**What you are asked to do**. Once the images are set aside, return every entry exactly.

**Records shown**.

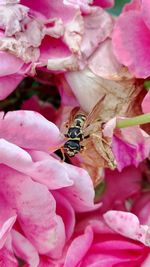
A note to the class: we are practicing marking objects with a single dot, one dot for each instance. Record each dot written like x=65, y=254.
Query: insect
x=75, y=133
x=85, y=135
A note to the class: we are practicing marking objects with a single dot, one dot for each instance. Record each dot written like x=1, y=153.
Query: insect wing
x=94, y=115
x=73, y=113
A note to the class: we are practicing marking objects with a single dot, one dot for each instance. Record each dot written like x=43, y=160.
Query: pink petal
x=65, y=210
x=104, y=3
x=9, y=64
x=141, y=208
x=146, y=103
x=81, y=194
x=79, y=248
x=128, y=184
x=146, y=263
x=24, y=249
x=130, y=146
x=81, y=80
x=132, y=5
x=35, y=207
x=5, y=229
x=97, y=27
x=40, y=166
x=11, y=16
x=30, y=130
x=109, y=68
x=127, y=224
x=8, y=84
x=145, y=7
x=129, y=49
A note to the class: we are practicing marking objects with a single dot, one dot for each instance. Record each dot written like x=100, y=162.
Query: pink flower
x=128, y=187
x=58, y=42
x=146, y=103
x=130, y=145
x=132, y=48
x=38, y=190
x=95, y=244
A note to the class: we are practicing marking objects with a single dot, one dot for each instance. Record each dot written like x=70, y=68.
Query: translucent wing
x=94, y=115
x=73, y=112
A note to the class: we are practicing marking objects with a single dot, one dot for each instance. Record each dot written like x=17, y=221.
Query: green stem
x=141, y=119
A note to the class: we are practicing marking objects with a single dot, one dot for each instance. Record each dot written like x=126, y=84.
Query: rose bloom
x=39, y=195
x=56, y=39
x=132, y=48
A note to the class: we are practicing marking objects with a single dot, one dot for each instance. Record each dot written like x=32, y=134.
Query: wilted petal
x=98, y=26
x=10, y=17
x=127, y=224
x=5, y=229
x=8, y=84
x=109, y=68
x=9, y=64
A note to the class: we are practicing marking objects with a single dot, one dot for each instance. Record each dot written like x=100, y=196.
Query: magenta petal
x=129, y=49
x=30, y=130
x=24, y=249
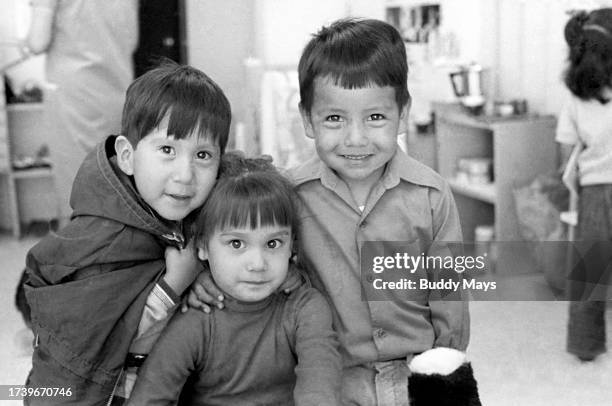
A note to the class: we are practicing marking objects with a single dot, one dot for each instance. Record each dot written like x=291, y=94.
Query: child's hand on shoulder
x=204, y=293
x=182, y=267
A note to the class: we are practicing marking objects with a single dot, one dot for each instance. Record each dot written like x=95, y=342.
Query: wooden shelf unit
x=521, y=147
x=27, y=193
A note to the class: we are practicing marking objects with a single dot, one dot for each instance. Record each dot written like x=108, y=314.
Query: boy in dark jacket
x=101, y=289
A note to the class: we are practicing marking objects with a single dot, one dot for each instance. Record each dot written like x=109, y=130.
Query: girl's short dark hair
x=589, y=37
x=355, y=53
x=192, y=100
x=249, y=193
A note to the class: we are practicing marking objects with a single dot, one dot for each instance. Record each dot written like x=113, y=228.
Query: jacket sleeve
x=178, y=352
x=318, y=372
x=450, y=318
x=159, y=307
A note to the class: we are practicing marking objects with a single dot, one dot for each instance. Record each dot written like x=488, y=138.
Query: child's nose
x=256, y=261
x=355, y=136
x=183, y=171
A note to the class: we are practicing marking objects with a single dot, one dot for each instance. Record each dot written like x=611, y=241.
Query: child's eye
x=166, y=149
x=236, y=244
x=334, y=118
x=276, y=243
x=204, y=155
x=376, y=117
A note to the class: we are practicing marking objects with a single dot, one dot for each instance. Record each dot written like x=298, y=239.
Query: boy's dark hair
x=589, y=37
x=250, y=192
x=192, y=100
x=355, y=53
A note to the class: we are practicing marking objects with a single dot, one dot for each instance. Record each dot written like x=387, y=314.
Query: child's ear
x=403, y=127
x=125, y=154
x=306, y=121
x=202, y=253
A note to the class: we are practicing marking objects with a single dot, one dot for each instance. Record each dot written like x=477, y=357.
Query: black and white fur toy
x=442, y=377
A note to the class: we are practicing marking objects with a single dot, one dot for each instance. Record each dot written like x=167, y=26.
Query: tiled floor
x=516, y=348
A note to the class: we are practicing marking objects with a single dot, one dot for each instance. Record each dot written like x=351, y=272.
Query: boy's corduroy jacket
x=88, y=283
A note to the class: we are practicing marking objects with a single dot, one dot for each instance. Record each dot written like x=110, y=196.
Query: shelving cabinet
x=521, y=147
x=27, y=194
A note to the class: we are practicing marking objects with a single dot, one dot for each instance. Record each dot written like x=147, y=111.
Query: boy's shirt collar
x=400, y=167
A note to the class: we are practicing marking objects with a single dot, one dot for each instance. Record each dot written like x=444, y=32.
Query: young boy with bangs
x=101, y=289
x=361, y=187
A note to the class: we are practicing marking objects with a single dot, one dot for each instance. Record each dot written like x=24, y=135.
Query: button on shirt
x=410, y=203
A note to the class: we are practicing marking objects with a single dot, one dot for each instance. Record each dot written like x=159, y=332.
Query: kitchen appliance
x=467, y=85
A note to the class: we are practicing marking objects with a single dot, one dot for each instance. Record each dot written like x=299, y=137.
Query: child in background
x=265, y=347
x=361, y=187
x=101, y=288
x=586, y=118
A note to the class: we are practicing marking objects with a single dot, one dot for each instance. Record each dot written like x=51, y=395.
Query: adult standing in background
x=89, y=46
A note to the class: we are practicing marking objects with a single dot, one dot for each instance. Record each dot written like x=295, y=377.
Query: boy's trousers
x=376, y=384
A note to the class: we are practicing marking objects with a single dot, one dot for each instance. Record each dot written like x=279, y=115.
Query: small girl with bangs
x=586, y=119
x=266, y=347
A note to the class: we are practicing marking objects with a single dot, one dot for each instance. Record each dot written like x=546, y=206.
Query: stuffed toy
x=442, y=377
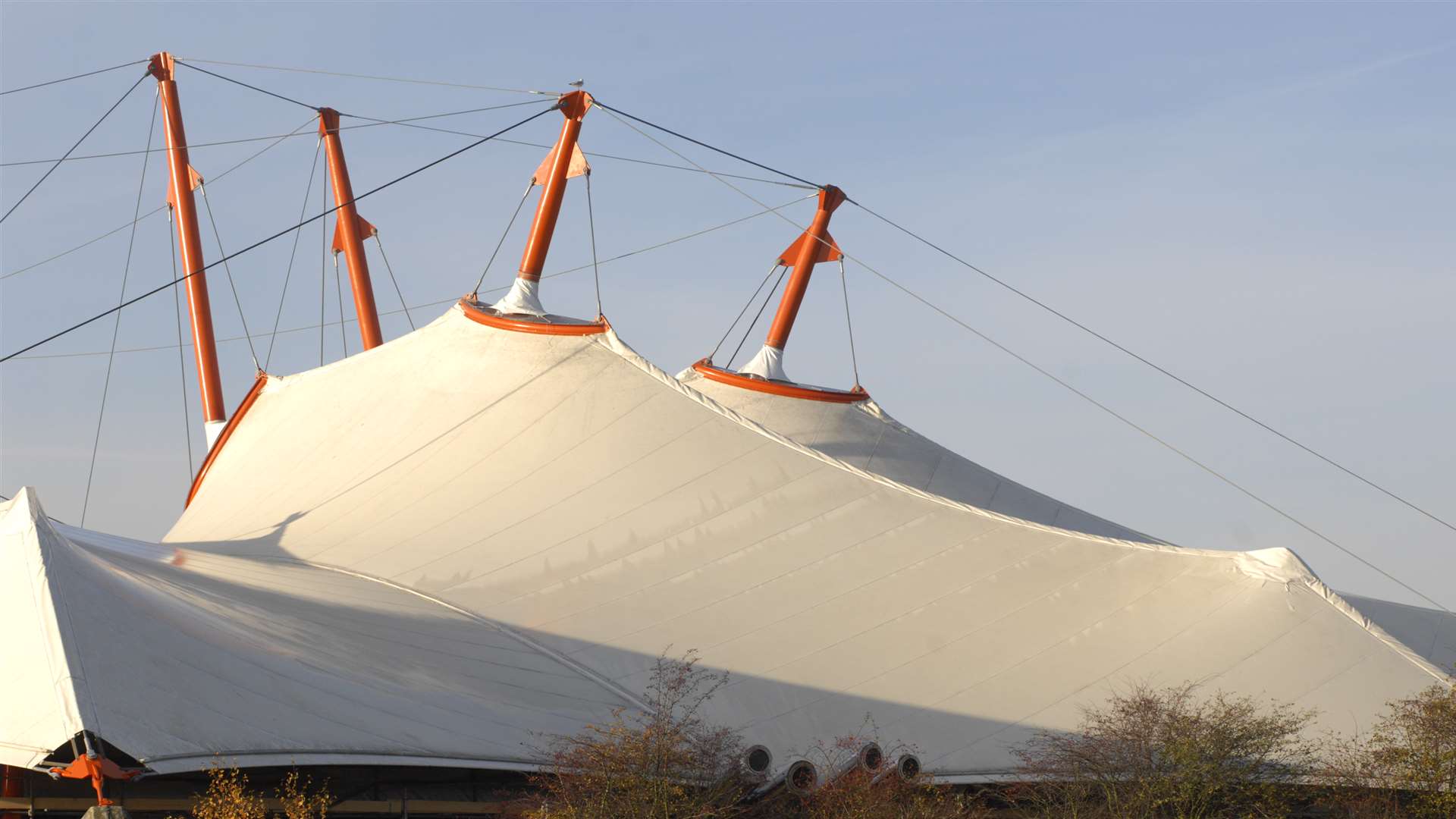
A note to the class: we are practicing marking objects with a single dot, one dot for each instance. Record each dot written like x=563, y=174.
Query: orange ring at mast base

**Result of the task**.
A note to the class: we are practicing marking objects with a single dot, one dot for each instance. Record each dot written like x=65, y=254.
Query: insect
x=75, y=133
x=85, y=135
A note to the class: we are practicing marking objects with a single dot, one dot for each instance. Record each dot written like x=1, y=153.
Query: insect wing
x=94, y=115
x=73, y=113
A note to the class: we are practicing marking objects with a single dot, one dot for each instance. Record each dot written like x=43, y=160.
Query: pink petal
x=65, y=210
x=104, y=3
x=9, y=64
x=141, y=208
x=146, y=103
x=81, y=194
x=79, y=248
x=128, y=184
x=146, y=263
x=24, y=249
x=130, y=146
x=81, y=80
x=132, y=5
x=35, y=207
x=5, y=229
x=97, y=27
x=40, y=166
x=11, y=16
x=30, y=130
x=109, y=68
x=127, y=224
x=8, y=84
x=145, y=7
x=129, y=49
A note to the class: we are practicing marking objects with a single dot, one dot for each instance. Record each dot written like x=100, y=162.
Query: pink flower
x=128, y=187
x=58, y=42
x=146, y=103
x=130, y=145
x=132, y=48
x=38, y=190
x=95, y=244
A note to the class: we are practicing marking objects with a single dot, one dot for each instance. Record each dot written like x=70, y=68.
Query: translucent wing
x=94, y=115
x=73, y=112
A note to the class: we are practicing marking objects with a single dot, one dot for each instance. Record each dot written like x=17, y=221.
Query: green stem
x=141, y=119
A note to the class: we are practicing marking objects with a single dot, one dot for each instance. Record each dot written like x=126, y=84.
Query: rose bloom
x=39, y=195
x=56, y=39
x=132, y=48
A note to the class: we are practicing marking objects with a single dot, one dot for each instance. Record each dot written like x=32, y=134.
Query: wilted petal
x=98, y=26
x=10, y=17
x=127, y=224
x=5, y=229
x=8, y=84
x=109, y=68
x=9, y=64
A note to the class: we are practicing marking objects with a single dot, one dot for each instance. Record each dot written like x=100, y=196.
Query: magenta petal
x=129, y=49
x=30, y=130
x=24, y=249
A note to the class: we are practicing marking objects with a single dot, one dot for each instance. Record each dot written like x=291, y=94.
Query: child's hand on shoulder
x=204, y=293
x=182, y=267
A note to the class: we are practicing marking objects with a single dot, one dot for each instance. Record each dot written like x=95, y=342.
Query: wooden shelf unit
x=521, y=147
x=27, y=193
A note to the class: we are practicing marking objects with a single dot, one dot for each instance. Record each dot written like x=108, y=314.
Query: boy in dark jacket
x=101, y=289
A note to the class: we are practicing marking objects with a single dot, one dot for each instance. Record each dot written like x=109, y=130.
Query: girl's short dark hair
x=589, y=37
x=355, y=53
x=192, y=100
x=249, y=193
A note to the class: we are practicing marking objects with a single dot, one dot for each instance. Record each dot written like x=113, y=228.
Query: jacket sleeve
x=178, y=352
x=318, y=372
x=450, y=318
x=159, y=307
A note to the class: we are practicing marking objects with a single dot, one dot for each instance. Record each dot written like x=488, y=138.
Query: child's nose
x=256, y=261
x=355, y=136
x=183, y=171
A note to the class: we are practicing marking objects with a single dot, one dot for each instance. Record each dot written like x=611, y=241.
Query: child's eye
x=166, y=149
x=236, y=244
x=334, y=118
x=276, y=243
x=204, y=155
x=376, y=117
A note to the class: we are practicing marking objects with a single dot, one dot for each instance. Record each dot written like x=298, y=239.
Query: boy's dark hair
x=589, y=37
x=250, y=192
x=192, y=100
x=355, y=53
A note to the class: we are practicing marking objects with a single dot, one dot for each instance. Record each dot written like x=387, y=314.
Query: child's ear
x=403, y=127
x=125, y=154
x=306, y=121
x=202, y=253
A note to the class: we are practicing marking objects with a single dot, one dot for each instance. Record each dot written like x=477, y=357.
Query: black and white fur toy
x=442, y=377
A note to the class: we are practicing marking objects with a single dot, one dot for each instance. Record each dot written like x=167, y=26.
Query: tiled floor
x=516, y=348
A note to the class: we are practicing marking objects with a single dot, one dot for each instance. Record each dot written like x=351, y=272.
Query: boy's corduroy jacket
x=88, y=283
A note to the class: we are practicing marking objects with a single dot, one dot for each instance. Record each dot written like x=110, y=196.
Query: shelving cabinet
x=521, y=147
x=27, y=194
A note to the class: we are practicing marking objects with a single dot, one dot for each instance. Record each dot written like x=147, y=111.
Query: boy's shirt collar
x=400, y=167
A note to the class: we are practicing marking objects with a single dot, one dot for each instance. Record each dot written like x=444, y=32.
Query: young boy with bangs
x=101, y=289
x=361, y=187
A note to the class: we are practicing marking objects with a single dot, one dot for each instance. Record each dot written like x=24, y=135.
Query: button on shirt
x=410, y=203
A note to the class: we are practicing marking objects with a single dot, one dot for each instance. Record each dot written like x=159, y=332.
Query: kitchen appliance
x=467, y=85
A note to the class: we are practicing marking objects with a single dot, one dot for each instance. Record each dot written like x=299, y=137.
Query: child in background
x=265, y=347
x=361, y=187
x=101, y=288
x=586, y=118
A note to the class: we are practicing marking objects with a single dot, one dot for each instance. Record each dot written like x=51, y=395.
Query: adult standing in background
x=89, y=46
A note to the class: we are practicing marking objects with a single dot, one dot for each instance. Record each dot written like x=295, y=377.
Query: boy's trousers
x=376, y=384
A note to the class: we are practicing marking objects with a single dot, one dot for each instance. Record each dot written like x=279, y=115.
Query: small girl with bangs
x=586, y=119
x=266, y=347
A note to the class: we are practicing marking objects with a single dot, one dot for each instance. Record each dot written like x=546, y=206.
Query: stuffed toy
x=442, y=377
A note to the class: we are practicing marking objects with a single dot, one dot for each instance. Record each dot written like x=563, y=174.
Query: orange ring at mast base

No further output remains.